The European Council met in Cologne, Germany, on 3–4 June 1999 to consider issues after the Treaty of Amsterdam came into force. Romano Prodi presented his plan for the future Commission's work and reform program. The Council called for an EU Charter of Fundamental Rights.

The Council designated Javier Solana for the post of Secretary-General of the Council of the European Union (with Pierre de Boissieu as his deputy) and High Representative for the Common Foreign and Security Policy (CFSP). It decided on a common policy on Russia (first use of the CFSP). Adopted the declaration on Kosovo. In relation to the European Security and Defence Policy, a major element of the CFSP, the council declared that the EU "must have the capacity for autonomous action, backed up by credible military forces, the means to decide to use them, and a readiness to do so, in order to respond to international crises without prejudice to actions by NATO".

===Gothenburg 2001===

The 2001 meeting of the European Council was held in the Swedish city of Gothenburg, from 14 to 16 June.

The EU Summit focused upon EU enlargement, sustainable development, economic growth and structural reform issues. The EU–US summit included a visit by U.S. president George W. Bush on 14 June. It was the first U.S. presidential visit to Sweden, and was intended as an opportunity to discuss differences on climate negotiations, WTO and Middle East issues with the EU leaders. It was marred by extensive demonstrations.

Written request: Copy the passage on European Council meetings from "The Council designated" to "to 16 June.", swapping "Gothenburg" for "Stockholm" throughout. The listing after this point has nothing to do with the work here.

Records shown:

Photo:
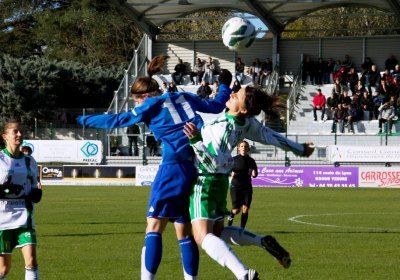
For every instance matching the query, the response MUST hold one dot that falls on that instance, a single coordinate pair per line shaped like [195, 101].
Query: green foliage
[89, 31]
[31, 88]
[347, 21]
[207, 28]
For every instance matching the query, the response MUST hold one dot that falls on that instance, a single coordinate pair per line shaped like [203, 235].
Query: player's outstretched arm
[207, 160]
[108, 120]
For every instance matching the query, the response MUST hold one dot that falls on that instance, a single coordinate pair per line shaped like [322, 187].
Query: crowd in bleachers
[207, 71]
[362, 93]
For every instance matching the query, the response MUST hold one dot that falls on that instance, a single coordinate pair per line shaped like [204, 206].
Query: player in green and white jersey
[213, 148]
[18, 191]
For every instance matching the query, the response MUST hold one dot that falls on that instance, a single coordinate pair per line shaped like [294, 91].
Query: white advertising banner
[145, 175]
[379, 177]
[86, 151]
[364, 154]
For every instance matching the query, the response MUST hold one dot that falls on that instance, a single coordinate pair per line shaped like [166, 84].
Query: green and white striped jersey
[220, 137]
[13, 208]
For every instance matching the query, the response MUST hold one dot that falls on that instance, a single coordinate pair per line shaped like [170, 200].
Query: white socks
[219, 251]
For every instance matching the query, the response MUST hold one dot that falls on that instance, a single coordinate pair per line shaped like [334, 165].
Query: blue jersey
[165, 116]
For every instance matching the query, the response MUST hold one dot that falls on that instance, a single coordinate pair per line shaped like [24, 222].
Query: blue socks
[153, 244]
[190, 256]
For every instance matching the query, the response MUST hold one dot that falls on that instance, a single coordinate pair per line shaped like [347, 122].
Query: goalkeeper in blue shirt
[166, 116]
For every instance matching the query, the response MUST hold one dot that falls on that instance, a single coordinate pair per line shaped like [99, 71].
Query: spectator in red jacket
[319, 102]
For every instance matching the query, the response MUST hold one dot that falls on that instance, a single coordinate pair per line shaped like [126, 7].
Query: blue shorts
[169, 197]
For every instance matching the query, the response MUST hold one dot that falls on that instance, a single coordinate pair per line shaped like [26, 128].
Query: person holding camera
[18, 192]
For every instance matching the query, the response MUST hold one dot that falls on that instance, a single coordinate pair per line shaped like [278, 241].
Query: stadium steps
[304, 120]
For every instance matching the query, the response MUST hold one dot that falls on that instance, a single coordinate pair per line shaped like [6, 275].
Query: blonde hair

--

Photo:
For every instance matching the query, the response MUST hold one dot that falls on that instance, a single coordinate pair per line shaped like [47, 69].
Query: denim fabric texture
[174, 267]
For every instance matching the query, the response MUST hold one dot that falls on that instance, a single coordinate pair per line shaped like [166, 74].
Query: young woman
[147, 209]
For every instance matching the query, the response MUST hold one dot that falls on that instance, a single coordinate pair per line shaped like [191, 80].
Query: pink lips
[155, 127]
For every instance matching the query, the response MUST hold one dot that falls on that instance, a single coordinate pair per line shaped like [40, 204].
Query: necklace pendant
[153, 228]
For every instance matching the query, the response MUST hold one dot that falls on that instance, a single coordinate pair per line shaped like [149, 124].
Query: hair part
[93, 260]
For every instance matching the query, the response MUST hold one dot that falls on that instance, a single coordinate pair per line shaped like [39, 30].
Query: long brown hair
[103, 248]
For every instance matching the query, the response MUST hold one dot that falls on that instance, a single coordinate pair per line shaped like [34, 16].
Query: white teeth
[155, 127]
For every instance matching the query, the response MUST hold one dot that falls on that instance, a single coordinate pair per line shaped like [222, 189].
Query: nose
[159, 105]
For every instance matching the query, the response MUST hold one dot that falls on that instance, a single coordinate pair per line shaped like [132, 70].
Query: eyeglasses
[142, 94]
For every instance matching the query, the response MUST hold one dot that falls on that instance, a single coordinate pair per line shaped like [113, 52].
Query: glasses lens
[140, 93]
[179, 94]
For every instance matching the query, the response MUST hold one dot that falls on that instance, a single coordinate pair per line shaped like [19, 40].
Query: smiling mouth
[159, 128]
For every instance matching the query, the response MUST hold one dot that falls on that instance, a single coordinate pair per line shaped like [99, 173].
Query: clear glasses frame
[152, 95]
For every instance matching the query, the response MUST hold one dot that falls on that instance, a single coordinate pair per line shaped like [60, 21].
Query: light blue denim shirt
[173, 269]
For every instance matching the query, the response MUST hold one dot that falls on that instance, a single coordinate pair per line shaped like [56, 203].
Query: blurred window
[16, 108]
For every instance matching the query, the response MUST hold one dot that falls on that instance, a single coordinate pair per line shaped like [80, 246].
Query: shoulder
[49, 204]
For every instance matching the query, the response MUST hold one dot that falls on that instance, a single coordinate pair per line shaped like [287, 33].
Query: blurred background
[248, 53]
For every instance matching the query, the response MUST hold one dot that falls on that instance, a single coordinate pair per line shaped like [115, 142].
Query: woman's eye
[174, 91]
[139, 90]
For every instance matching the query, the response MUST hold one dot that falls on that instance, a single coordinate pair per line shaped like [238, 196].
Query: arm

Response for this exercise:
The Council designated Javier Solana for the post of Secretary-General of the Council of the European Union (with Pierre de Boissieu as his deputy) and High Representative for the Common Foreign and Security Policy (CFSP). It decided on a common policy on Russia (first use of the CFSP). Adopted the declaration on Kosovo. In relation to the European Security and Defence Policy, a major element of the CFSP, the council declared that the EU "must have the capacity for autonomous action, backed up by credible military forces, the means to decide to use them, and a readiness to do so, in order to respond to international crises without prejudice to actions by NATO".

===Stockholm 2001===

The 2001 meeting of the European Council was held in the Swedish city of Stockholm, from 14 to 16 June.